• [THE REQUEST]
Can you transcribe every entry word for word, skipping the images?

• [Location identification entries]

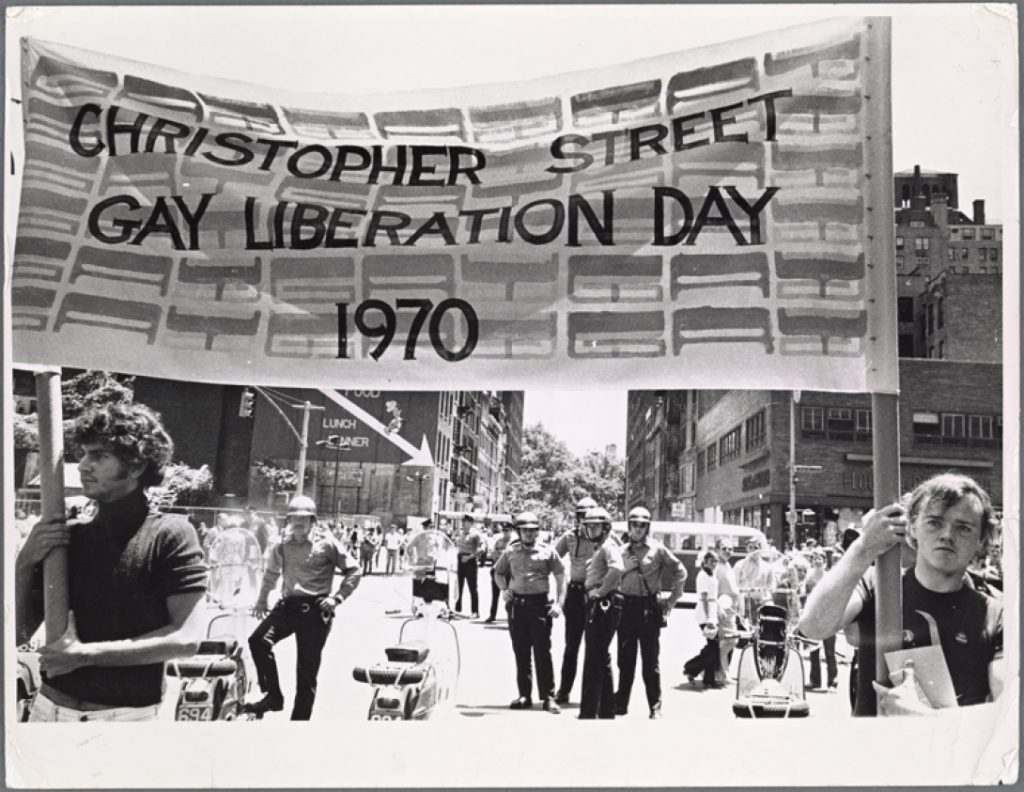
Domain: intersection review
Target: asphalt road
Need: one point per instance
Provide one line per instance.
(372, 618)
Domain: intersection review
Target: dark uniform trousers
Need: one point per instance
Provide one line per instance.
(598, 697)
(640, 624)
(467, 574)
(576, 619)
(707, 663)
(496, 595)
(529, 627)
(301, 616)
(828, 647)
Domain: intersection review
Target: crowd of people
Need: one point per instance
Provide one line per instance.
(137, 579)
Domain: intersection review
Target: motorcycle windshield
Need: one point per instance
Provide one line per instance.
(431, 550)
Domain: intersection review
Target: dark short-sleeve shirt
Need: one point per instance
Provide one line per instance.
(529, 570)
(970, 626)
(580, 549)
(121, 569)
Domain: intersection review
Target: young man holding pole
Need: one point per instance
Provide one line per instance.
(136, 579)
(949, 522)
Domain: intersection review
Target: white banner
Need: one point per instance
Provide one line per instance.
(720, 217)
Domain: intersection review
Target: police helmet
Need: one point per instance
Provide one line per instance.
(584, 504)
(301, 506)
(526, 519)
(639, 514)
(597, 516)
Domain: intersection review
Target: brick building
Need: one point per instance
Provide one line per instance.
(724, 456)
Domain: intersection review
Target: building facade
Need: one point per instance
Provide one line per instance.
(948, 268)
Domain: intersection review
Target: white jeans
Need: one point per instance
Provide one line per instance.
(45, 711)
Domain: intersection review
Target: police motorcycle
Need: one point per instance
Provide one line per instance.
(213, 683)
(770, 677)
(420, 674)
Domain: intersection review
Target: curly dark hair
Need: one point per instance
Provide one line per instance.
(949, 489)
(133, 432)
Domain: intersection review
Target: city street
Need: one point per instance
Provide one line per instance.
(371, 620)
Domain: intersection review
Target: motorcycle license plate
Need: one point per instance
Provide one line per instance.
(194, 713)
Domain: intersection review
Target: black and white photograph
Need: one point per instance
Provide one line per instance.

• [SOLUTION BELOW]
Domain: intersection review
Target: asphalt road
Need: one point per instance
Provide one line per instance.
(372, 618)
Domain: intersection review
Target: dark uniform trousers
Need: one point per instance
Provide one line per instance.
(598, 697)
(640, 624)
(467, 574)
(576, 619)
(707, 663)
(496, 595)
(529, 627)
(301, 616)
(828, 647)
Domain: intersection review
Target: crowd of people
Need: one point per instance
Provide one line per instance.
(137, 579)
Domain: intersection review
Target: motorcycle windshield
Need: one point per instance
Provide one line per instance.
(431, 550)
Domain: intersection review
Target: dark short-sleeve shirt
Need: one point per instance
Provide one line per instance.
(529, 570)
(970, 626)
(580, 549)
(121, 569)
Domain: intersection review
Target: young man holding pole
Need: one point per instance
Provide one line per instance.
(136, 579)
(949, 522)
Domain: intersection review
Target: white banner
Need: one point per instance
Provide one line per instance.
(720, 217)
Domain: intersection review
Target: police helmet
Need: one point per instance
Provide one line per instance.
(584, 504)
(301, 506)
(526, 519)
(639, 514)
(597, 516)
Domain: intersection review
Target: brick building
Need: one point per instance
Provide one line per instance.
(724, 456)
Domain: intersection review
Target: building facade
Need: one point per instance
Provide one line per instance.
(948, 268)
Domain: intersection review
Target: white jeans
Need: one point per instance
Provide one line per instance.
(45, 711)
Domain: intersection review
Target: police motorcycle
Need: one point per instance
Provide one line per instance.
(213, 683)
(770, 677)
(420, 674)
Domain: intersection review
Target: curly dark hair
Need: one point per instance
Provide one line per instance.
(949, 489)
(133, 432)
Domain: intersection review
Target: city street
Need: one point per instance
Provide one line per instance.
(371, 620)
Domain: intersection review
Target: motorcycle license plate
Need: one point per instance
Provide one line per instance.
(194, 713)
Domain: intersection review
Target: black and white photograph
Need: one point per instance
Provide one line per instance.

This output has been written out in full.